## RECORDS FOR THIS TASK
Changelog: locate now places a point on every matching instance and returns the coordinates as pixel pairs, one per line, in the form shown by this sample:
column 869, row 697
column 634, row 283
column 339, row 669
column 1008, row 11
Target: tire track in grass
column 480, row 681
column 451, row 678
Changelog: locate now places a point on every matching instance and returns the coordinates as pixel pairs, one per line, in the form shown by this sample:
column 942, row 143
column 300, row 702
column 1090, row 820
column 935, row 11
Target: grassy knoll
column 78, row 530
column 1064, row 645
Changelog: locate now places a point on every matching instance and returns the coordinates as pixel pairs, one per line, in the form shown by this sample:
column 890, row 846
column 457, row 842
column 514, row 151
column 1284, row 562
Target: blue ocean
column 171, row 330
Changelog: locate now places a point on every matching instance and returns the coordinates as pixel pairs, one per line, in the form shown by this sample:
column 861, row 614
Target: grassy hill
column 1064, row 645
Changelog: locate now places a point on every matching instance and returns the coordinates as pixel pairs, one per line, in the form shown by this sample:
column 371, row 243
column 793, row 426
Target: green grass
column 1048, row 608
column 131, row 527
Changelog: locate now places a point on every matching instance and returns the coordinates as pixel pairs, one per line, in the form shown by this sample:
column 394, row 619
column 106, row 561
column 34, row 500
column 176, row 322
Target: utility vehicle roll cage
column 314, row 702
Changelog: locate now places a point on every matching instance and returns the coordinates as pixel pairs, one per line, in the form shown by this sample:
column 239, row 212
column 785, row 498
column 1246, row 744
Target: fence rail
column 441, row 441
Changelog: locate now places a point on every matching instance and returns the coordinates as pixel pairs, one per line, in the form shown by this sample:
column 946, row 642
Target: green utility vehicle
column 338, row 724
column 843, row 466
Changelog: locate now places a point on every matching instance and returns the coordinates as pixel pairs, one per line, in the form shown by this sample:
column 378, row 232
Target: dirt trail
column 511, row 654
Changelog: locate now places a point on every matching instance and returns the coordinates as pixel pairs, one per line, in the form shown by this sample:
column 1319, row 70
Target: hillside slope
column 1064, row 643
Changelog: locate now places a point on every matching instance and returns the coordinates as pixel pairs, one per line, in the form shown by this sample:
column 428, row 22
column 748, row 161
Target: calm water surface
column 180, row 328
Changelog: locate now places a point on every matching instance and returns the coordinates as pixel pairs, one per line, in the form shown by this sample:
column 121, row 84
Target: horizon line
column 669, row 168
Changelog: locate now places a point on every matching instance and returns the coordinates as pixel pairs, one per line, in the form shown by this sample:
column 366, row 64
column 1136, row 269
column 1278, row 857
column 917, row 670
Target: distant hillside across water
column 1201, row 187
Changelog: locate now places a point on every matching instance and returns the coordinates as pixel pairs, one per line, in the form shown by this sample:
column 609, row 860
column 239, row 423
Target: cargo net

## INSTRUCTIONS TO FOLLOW
The full set of lines above should be retyped without a single change.

## EXERCISE RESULT
Changelog: locate now places a point on every matching instance and returns the coordinates as pixel pairs, one per line, in the form shown by this sample:
column 869, row 697
column 634, row 283
column 339, row 669
column 1008, row 11
Target: tire track in grass
column 480, row 681
column 451, row 678
Changelog: locate now places a point on every matching instance and returns the coordinates as pixel pairs, one per line, in the form shown by this sample:
column 942, row 143
column 300, row 702
column 1090, row 820
column 935, row 11
Target: grassy knoll
column 78, row 530
column 1064, row 645
Changelog: locate now places a point on every matching instance and returns the coordinates as pixel pairs, one per line, in the form shown by this sample:
column 890, row 846
column 457, row 842
column 514, row 151
column 1284, row 562
Target: blue ocean
column 171, row 330
Changelog: locate now places a point on every matching instance and returns the coordinates as pixel pairs, one per line, in the form shown by this sample:
column 861, row 614
Target: grassy hill
column 1064, row 645
Changelog: locate now places a point on every matching instance and returns the coordinates as pixel pairs, one per line, in the form shown by this sample:
column 371, row 243
column 793, row 426
Target: green grass
column 1048, row 608
column 131, row 527
Changelog: locate now places a point on every matching instance and returns the coordinates as pixel pairs, one per line, in the form shown by this sample:
column 394, row 619
column 106, row 561
column 34, row 500
column 176, row 322
Target: utility vehicle roll cage
column 314, row 702
Changelog: locate now places a point on every matching instance and returns the coordinates as pixel pairs, one per line, in the form shown by this sample:
column 239, row 212
column 785, row 498
column 1246, row 744
Target: fence rail
column 441, row 441
Changelog: locate now places a point on every matching instance and returns the coordinates as pixel pairs, one per line, in the form shown by this sample:
column 946, row 642
Target: green utility vehicle
column 338, row 724
column 843, row 466
Changelog: locate now places a point on every matching instance and returns the coordinates as pixel pairs, one per line, in the form shown by this sample:
column 378, row 232
Target: dirt trail
column 511, row 654
Changelog: locate now places a point on every matching instance and returns the coordinates as pixel pairs, one per line, in the form shown by this sample:
column 1319, row 70
Target: hillside slope
column 1064, row 643
Changelog: locate now places a point on every matching instance and returns the coordinates as pixel pairs, one per line, in the form shown by this sample:
column 428, row 22
column 748, row 161
Target: calm water surface
column 180, row 328
Changelog: locate now places a point on every matching instance and returns the coordinates as pixel pairs, one per line, in the form shown by this sample:
column 121, row 84
Target: horizon line
column 669, row 168
Changelog: locate now places a point on every matching instance and returns the coordinates as pixel pairs, one per line, in the form shown by this sample:
column 366, row 64
column 1136, row 269
column 1278, row 857
column 917, row 670
Target: distant hillside across water
column 1201, row 187
Changelog: locate now places a point on every matching instance and returns the coordinates as pixel pairs, one per line, in the form shown by this sample:
column 609, row 860
column 239, row 423
Target: cargo net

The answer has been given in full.